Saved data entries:
<<<<

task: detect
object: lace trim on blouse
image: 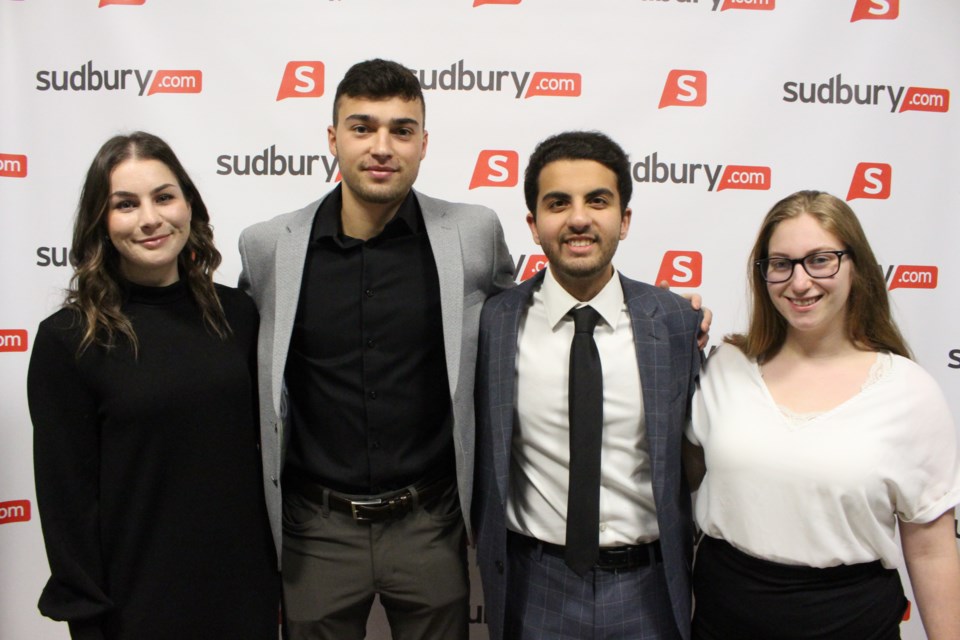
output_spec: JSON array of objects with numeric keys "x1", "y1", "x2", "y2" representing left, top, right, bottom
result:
[{"x1": 778, "y1": 352, "x2": 891, "y2": 425}]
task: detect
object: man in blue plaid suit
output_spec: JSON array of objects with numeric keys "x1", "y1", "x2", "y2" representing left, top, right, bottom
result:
[{"x1": 473, "y1": 131, "x2": 702, "y2": 640}]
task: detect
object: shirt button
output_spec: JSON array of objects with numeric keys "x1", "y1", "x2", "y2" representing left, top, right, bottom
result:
[
  {"x1": 599, "y1": 522, "x2": 607, "y2": 532},
  {"x1": 365, "y1": 288, "x2": 374, "y2": 297},
  {"x1": 369, "y1": 390, "x2": 377, "y2": 400},
  {"x1": 366, "y1": 339, "x2": 376, "y2": 349}
]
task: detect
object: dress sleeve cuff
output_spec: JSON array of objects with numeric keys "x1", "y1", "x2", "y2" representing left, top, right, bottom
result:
[{"x1": 68, "y1": 619, "x2": 106, "y2": 640}]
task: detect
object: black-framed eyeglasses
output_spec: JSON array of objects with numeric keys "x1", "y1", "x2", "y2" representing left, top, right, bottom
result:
[{"x1": 755, "y1": 250, "x2": 850, "y2": 283}]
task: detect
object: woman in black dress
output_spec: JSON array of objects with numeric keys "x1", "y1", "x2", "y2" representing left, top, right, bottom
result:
[{"x1": 27, "y1": 132, "x2": 279, "y2": 640}]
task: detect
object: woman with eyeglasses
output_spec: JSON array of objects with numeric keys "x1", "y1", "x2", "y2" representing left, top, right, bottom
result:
[{"x1": 684, "y1": 190, "x2": 960, "y2": 639}]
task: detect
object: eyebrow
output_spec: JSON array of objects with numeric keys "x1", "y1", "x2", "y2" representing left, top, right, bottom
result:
[
  {"x1": 585, "y1": 188, "x2": 615, "y2": 200},
  {"x1": 110, "y1": 183, "x2": 177, "y2": 199},
  {"x1": 540, "y1": 190, "x2": 571, "y2": 203},
  {"x1": 343, "y1": 114, "x2": 421, "y2": 128},
  {"x1": 540, "y1": 187, "x2": 615, "y2": 203},
  {"x1": 767, "y1": 247, "x2": 842, "y2": 257}
]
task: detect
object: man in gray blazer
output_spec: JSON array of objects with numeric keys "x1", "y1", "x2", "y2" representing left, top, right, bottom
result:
[
  {"x1": 239, "y1": 59, "x2": 513, "y2": 640},
  {"x1": 473, "y1": 131, "x2": 702, "y2": 640}
]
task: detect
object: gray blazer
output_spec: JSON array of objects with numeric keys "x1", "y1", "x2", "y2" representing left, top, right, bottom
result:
[
  {"x1": 238, "y1": 188, "x2": 515, "y2": 563},
  {"x1": 472, "y1": 270, "x2": 702, "y2": 640}
]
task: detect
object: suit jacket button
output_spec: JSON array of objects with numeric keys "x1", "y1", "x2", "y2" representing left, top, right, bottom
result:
[{"x1": 496, "y1": 560, "x2": 504, "y2": 574}]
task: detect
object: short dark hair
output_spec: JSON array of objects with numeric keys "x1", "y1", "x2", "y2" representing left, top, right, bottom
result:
[
  {"x1": 332, "y1": 58, "x2": 425, "y2": 125},
  {"x1": 524, "y1": 131, "x2": 632, "y2": 216}
]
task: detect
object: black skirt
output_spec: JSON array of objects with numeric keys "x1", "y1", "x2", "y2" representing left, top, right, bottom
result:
[{"x1": 692, "y1": 535, "x2": 907, "y2": 640}]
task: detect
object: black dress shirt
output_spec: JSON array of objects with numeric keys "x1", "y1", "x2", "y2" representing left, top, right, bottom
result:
[{"x1": 283, "y1": 187, "x2": 453, "y2": 494}]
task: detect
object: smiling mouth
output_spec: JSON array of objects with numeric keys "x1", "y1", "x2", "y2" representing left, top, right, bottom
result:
[
  {"x1": 789, "y1": 295, "x2": 822, "y2": 308},
  {"x1": 566, "y1": 237, "x2": 595, "y2": 248},
  {"x1": 136, "y1": 233, "x2": 172, "y2": 247}
]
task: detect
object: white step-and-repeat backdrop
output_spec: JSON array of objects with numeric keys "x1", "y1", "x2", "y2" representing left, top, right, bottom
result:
[{"x1": 2, "y1": 1, "x2": 957, "y2": 638}]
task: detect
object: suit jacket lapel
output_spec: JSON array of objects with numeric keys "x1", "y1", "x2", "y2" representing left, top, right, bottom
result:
[
  {"x1": 272, "y1": 206, "x2": 314, "y2": 413},
  {"x1": 419, "y1": 192, "x2": 464, "y2": 397},
  {"x1": 623, "y1": 276, "x2": 671, "y2": 502},
  {"x1": 493, "y1": 272, "x2": 542, "y2": 503}
]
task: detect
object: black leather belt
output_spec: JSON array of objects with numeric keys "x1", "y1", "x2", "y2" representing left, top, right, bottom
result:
[
  {"x1": 509, "y1": 532, "x2": 662, "y2": 571},
  {"x1": 286, "y1": 475, "x2": 452, "y2": 523}
]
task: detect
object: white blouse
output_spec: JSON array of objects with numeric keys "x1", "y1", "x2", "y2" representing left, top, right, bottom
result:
[{"x1": 687, "y1": 344, "x2": 960, "y2": 569}]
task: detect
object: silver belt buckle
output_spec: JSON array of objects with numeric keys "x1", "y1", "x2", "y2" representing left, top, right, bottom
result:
[{"x1": 350, "y1": 498, "x2": 383, "y2": 522}]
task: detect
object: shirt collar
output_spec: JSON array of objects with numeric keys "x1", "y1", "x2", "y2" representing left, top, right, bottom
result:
[
  {"x1": 541, "y1": 266, "x2": 625, "y2": 331},
  {"x1": 311, "y1": 185, "x2": 421, "y2": 243}
]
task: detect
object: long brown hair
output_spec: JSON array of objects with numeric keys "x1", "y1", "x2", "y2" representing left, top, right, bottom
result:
[
  {"x1": 66, "y1": 131, "x2": 229, "y2": 354},
  {"x1": 727, "y1": 190, "x2": 911, "y2": 361}
]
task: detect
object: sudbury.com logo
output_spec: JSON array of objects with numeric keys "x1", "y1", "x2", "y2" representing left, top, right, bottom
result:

>>>>

■ REQUIRED WORK:
Reproduce the complete set of records verbatim and omit the pictures.

■ TASK SOLUTION:
task: detect
object: lace trim on blouse
image: 
output_spec: JSON array of objects with numeric keys "x1", "y1", "x2", "y2" representing left, top, right, bottom
result:
[{"x1": 778, "y1": 352, "x2": 891, "y2": 425}]
task: detect
object: man in blue plaid suit
output_spec: JSON array of objects with numeric keys "x1", "y1", "x2", "y2" representing left, top, right, bottom
result:
[{"x1": 473, "y1": 131, "x2": 702, "y2": 640}]
task: detect
object: shirt button
output_spec: JSON array of objects with numeric keys "x1", "y1", "x2", "y2" representing left, top, right, bottom
result:
[
  {"x1": 599, "y1": 522, "x2": 607, "y2": 532},
  {"x1": 365, "y1": 288, "x2": 374, "y2": 297},
  {"x1": 369, "y1": 390, "x2": 377, "y2": 400},
  {"x1": 366, "y1": 339, "x2": 376, "y2": 349}
]
task: detect
object: dress sleeve cuff
output_spec: JSON array of objects with numeric keys "x1", "y1", "x2", "y2" representing left, top, right, bottom
result:
[{"x1": 68, "y1": 619, "x2": 106, "y2": 640}]
task: detect
object: black-framed eyeglasses
output_spec: JSON array of objects with numeric keys "x1", "y1", "x2", "y2" representing left, top, right, bottom
result:
[{"x1": 755, "y1": 250, "x2": 850, "y2": 283}]
task: detect
object: woman in black dress
output_spec: JSON array of objects with numeric keys "x1", "y1", "x2", "y2" representing left, top, right, bottom
result:
[{"x1": 27, "y1": 132, "x2": 279, "y2": 640}]
task: detect
object: woman with eyeglasses
output_spec: JSON array of objects with numeric keys "x1", "y1", "x2", "y2" representing left, top, right, bottom
result:
[{"x1": 684, "y1": 190, "x2": 960, "y2": 639}]
task: detect
object: eyebrow
output_spec: JSON array of objects with numeric keys "x1", "y1", "x2", "y2" representing left, top, right, bottom
result:
[
  {"x1": 585, "y1": 188, "x2": 615, "y2": 200},
  {"x1": 110, "y1": 183, "x2": 177, "y2": 199},
  {"x1": 540, "y1": 190, "x2": 571, "y2": 203},
  {"x1": 343, "y1": 114, "x2": 421, "y2": 128},
  {"x1": 540, "y1": 187, "x2": 615, "y2": 203},
  {"x1": 767, "y1": 247, "x2": 842, "y2": 257}
]
task: detect
object: man in gray blazer
output_spec: JSON array of objects with numeric keys "x1", "y1", "x2", "y2" representing left, top, right, bottom
result:
[
  {"x1": 239, "y1": 59, "x2": 513, "y2": 640},
  {"x1": 473, "y1": 131, "x2": 702, "y2": 640}
]
task: detect
object: gray blazer
output_spec: JSON array of objects with numeric keys "x1", "y1", "x2", "y2" representing left, top, right, bottom
result:
[
  {"x1": 238, "y1": 188, "x2": 515, "y2": 563},
  {"x1": 472, "y1": 270, "x2": 702, "y2": 640}
]
task: detect
object: suit jacket button
output_spec: JSON array of objects with numeric keys "x1", "y1", "x2", "y2" representing left, top, right, bottom
result:
[{"x1": 496, "y1": 560, "x2": 504, "y2": 574}]
task: detect
object: short dark hair
output_spec: JSON array of objects with numeric keys "x1", "y1", "x2", "y2" representing left, top, right, bottom
result:
[
  {"x1": 332, "y1": 58, "x2": 425, "y2": 125},
  {"x1": 524, "y1": 131, "x2": 632, "y2": 216}
]
task: detect
object: black skirt
output_spec: JSON array of objects with numeric keys "x1", "y1", "x2", "y2" representing left, top, right, bottom
result:
[{"x1": 692, "y1": 535, "x2": 907, "y2": 640}]
task: detect
object: black dress shirt
output_spec: JSON array of objects with numeric keys "x1", "y1", "x2", "y2" representing left, top, right, bottom
result:
[{"x1": 283, "y1": 187, "x2": 453, "y2": 494}]
task: detect
object: smiling mouth
output_spec: JSON array of objects with numeric keys "x1", "y1", "x2", "y2" representing left, top, right, bottom
result:
[
  {"x1": 789, "y1": 295, "x2": 822, "y2": 308},
  {"x1": 566, "y1": 237, "x2": 595, "y2": 248},
  {"x1": 136, "y1": 233, "x2": 172, "y2": 247}
]
task: detect
object: white step-and-repeat backdrop
output_spec: JSON array of objects with numeric keys "x1", "y1", "x2", "y2" representing left, top, right, bottom
result:
[{"x1": 2, "y1": 1, "x2": 957, "y2": 638}]
task: detect
object: suit jacket lapel
output_spec: JSON array of objects with numeric keys "x1", "y1", "x2", "y2" representing left, top, right, bottom
result:
[
  {"x1": 272, "y1": 206, "x2": 314, "y2": 413},
  {"x1": 419, "y1": 192, "x2": 464, "y2": 397},
  {"x1": 623, "y1": 276, "x2": 671, "y2": 502},
  {"x1": 493, "y1": 272, "x2": 542, "y2": 503}
]
task: detect
object: black leather belt
output_spec: JSON array of objects with numeric keys "x1", "y1", "x2", "y2" representing left, top, right, bottom
result:
[
  {"x1": 509, "y1": 532, "x2": 662, "y2": 571},
  {"x1": 286, "y1": 475, "x2": 452, "y2": 523}
]
task: detect
object: white blouse
output_spec: JSON array of objects with numeric keys "x1", "y1", "x2", "y2" representing left, top, right, bottom
result:
[{"x1": 687, "y1": 344, "x2": 960, "y2": 569}]
task: detect
object: silver belt buckle
output_spec: JSON array of objects with numeric keys "x1", "y1", "x2", "y2" representing left, top, right, bottom
result:
[{"x1": 350, "y1": 498, "x2": 383, "y2": 522}]
task: detect
object: shirt collar
output_spec: JSON array of objects with numeric keys "x1", "y1", "x2", "y2" representing left, top, right, bottom
result:
[
  {"x1": 541, "y1": 266, "x2": 625, "y2": 331},
  {"x1": 311, "y1": 185, "x2": 421, "y2": 243}
]
task: detect
object: long brown hair
output_spec: JSON array of objects with numeric keys "x1", "y1", "x2", "y2" representing left, top, right, bottom
result:
[
  {"x1": 66, "y1": 131, "x2": 229, "y2": 354},
  {"x1": 727, "y1": 190, "x2": 911, "y2": 361}
]
task: detect
object: sudbury.com logo
output_spec: JSON array of objects with numeric keys "x1", "y1", "x2", "y2" representing left, top, right, bottom
result:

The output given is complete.